** start of Selected text **
Sunday, November 24, 2013

Grimes v. Donald case brief

Grimes v. Donald case brief summary
673 A.2d 1207 (1996)


CASE SYNOPSIS
Appellant stockholder sought review of the judgment of the Court of Chancery, New Castle County (Delaware), which dismissed for failure to state a claim his complaint against appellees, the chief executive officer (CEO) and board of directors (board) of a telecommunications corporation, which sought a declaration of invalidity of employment agreements between the corporation and the CEO and sought money damages for breach of fiduciary duties.

CASE FACTS
The stockholder claimed that the board unlawfully abdicated its statutory duty to manage the corporation's affairs by entering into an employment agreement which provided for the payment of a large sum of money to the CEO, in the event of a constructive termination, and that the board breached its fiduciary duties by failing to exercise due care and committing waste.
** end of Selected text **
Objective: Resume the Grimes v. Donald case brief from its last sentence, carrying the summary forward in the same style. The items that come next are drawn from a separate source.
** start of Records supplied **
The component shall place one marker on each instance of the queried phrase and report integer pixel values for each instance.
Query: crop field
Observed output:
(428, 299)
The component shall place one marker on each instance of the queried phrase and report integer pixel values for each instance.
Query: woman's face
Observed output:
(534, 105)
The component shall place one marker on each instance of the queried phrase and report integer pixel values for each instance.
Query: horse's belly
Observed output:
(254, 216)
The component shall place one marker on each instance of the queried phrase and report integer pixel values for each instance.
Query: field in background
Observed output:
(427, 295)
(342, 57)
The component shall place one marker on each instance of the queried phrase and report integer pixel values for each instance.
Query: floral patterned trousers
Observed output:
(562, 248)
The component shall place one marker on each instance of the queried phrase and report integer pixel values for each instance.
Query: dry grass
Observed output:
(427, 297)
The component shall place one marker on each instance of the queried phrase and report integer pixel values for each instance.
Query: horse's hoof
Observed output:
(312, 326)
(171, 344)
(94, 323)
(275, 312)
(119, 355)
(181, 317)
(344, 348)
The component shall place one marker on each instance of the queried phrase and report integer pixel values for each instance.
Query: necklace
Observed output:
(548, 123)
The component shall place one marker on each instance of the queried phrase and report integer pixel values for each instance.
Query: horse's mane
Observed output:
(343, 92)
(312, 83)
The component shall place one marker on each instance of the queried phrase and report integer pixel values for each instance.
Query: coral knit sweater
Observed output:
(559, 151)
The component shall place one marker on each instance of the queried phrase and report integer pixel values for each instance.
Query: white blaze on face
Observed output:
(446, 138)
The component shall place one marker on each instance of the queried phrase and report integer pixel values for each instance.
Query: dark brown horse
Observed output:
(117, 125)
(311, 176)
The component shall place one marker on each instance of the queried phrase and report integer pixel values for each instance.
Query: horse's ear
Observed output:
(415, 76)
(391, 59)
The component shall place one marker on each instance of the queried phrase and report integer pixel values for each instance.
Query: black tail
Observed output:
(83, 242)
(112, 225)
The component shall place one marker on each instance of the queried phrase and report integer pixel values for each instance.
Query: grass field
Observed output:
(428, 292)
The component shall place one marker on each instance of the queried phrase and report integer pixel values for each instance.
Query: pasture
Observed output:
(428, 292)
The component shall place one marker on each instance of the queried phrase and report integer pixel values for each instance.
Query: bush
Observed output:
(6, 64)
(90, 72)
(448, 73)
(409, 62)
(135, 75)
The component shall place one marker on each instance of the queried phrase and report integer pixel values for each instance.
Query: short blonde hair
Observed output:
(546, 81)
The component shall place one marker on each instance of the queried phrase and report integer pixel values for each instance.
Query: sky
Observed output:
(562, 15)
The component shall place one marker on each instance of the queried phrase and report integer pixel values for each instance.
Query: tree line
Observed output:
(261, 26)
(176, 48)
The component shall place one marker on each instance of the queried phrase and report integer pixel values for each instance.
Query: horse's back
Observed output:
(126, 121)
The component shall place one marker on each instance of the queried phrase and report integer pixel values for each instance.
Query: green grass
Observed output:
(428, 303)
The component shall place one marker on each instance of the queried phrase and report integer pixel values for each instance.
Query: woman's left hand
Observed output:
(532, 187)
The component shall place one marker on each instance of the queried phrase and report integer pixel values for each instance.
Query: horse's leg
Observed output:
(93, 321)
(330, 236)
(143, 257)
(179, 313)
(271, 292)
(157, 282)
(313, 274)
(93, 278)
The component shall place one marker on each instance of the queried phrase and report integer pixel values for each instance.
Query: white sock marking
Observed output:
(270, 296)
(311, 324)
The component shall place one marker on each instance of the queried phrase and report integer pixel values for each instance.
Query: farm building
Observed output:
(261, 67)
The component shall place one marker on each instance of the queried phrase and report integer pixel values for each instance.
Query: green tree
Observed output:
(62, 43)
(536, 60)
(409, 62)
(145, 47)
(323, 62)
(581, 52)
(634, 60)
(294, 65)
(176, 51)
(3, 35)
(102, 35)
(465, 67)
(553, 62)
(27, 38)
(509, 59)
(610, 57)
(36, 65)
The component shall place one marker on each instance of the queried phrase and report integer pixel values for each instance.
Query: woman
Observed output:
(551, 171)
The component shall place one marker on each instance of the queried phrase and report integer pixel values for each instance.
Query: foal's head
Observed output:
** end of Records supplied **
Answer for the task:
DISCUSSION

  • The court held that:
  • (1) the stockholder's abdication claim was a direct claim where it alleged an injury which was separate and distinct from the injury suffered by other shareholders; 
  • (2) the stockholder's abdication claim failed as a matter of law where, in light of the corporation's financial size, the payment provided for in the employment agreement would not have constituted a de facto abdication; 
  • (3) where the stockholder had demanded that the board take action on his abdication claim, the stockholder was not entitled to assert that demand was excused with respect to his remaining claims; and 
  • (4) the stockholder did not have a remedy for the board's alleged wrongful refusal of his demand to take action on his abdication claim where he failed to plead with particularity why the board's refusal to act was wrongful.

CONCLUSION
The court affirmed the lower court's dismissal of the stockholder's action.


Recommended Supplements for Corporations and Business Associations Law

1 comment:

  1. Grimes v. Donald (Delaware 1995)

    Case Summary
    Suit was brought by a shareholder of DSC (telecommunications company), claiming that compensation agreements between DSC and CEO/Chairman Donald resulted in an abdication of board authority – violating 14a of DGCL
    Donald had 3 compensation contracts covering all aspects of his compensation known as the Donald Ks:
    Employment agreement – responsible for general management and shall report to the board
    Income continuation plan – may personally declare he was been terminated without cause – such as, if the board unreasonably interferes with this management
    Long term plan – if fired without case, Donald will be compensated for over 1 million per 6.5 years
    Thus, these unusual provisions:
    allow Donald to quit or 'fire himself'
    if Donald unilaterally determines the board has unreasonable interfered with Donald's management of the company,
    Then Donald qualifies for large payments (golden parachute)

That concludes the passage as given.